------ REGISTROS FORNECIDOS

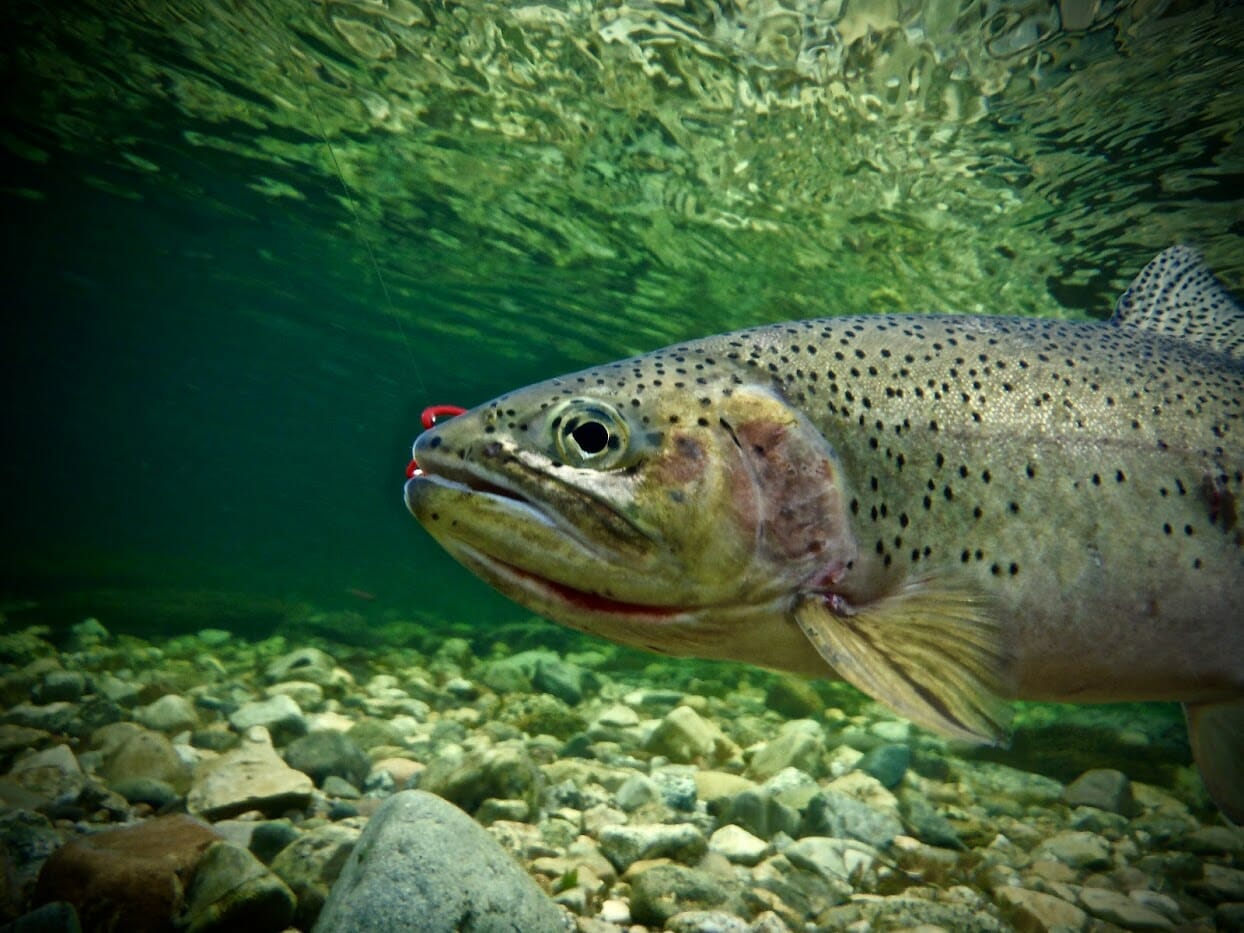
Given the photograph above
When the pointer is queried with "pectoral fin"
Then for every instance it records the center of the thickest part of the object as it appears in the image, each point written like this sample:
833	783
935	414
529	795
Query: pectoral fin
933	653
1216	732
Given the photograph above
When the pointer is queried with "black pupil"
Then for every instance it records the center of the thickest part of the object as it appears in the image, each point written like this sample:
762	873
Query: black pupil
591	437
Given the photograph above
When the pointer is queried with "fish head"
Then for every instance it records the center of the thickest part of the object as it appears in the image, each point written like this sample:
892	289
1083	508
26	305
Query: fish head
653	518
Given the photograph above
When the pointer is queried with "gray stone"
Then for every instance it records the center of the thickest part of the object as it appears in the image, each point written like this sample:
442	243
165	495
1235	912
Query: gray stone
279	714
424	865
26	840
335	786
1102	788
50	717
1075	849
128	751
1036	912
505	771
268	839
1214	840
834	858
737	845
707	922
926	824
154	793
302	664
760	814
686	737
1220	883
636	791
52	776
887	764
677	786
663	891
171	713
232	890
835	814
251	776
61	686
562	679
311	865
626	845
799	743
325	753
1121	909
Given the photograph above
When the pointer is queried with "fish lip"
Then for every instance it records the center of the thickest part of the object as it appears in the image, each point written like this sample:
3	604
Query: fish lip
581	601
473	477
511	500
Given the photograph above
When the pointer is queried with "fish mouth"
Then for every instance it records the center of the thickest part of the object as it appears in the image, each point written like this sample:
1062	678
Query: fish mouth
524	518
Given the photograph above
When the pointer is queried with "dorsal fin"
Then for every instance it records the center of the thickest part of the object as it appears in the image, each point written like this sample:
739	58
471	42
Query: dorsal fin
1176	295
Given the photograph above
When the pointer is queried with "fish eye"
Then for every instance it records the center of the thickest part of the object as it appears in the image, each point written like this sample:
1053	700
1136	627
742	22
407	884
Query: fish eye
590	433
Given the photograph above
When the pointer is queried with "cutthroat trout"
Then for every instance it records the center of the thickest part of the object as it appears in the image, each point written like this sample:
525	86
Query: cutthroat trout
947	511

------------

OBJETIVO DO EXERCÍCIO => Retorne cada linha do material em que aparece a palavra "stone".

SOLUÇÃO DO PROBLEMA =>
When the pointer is queried with "gray stone"
Query: gray stone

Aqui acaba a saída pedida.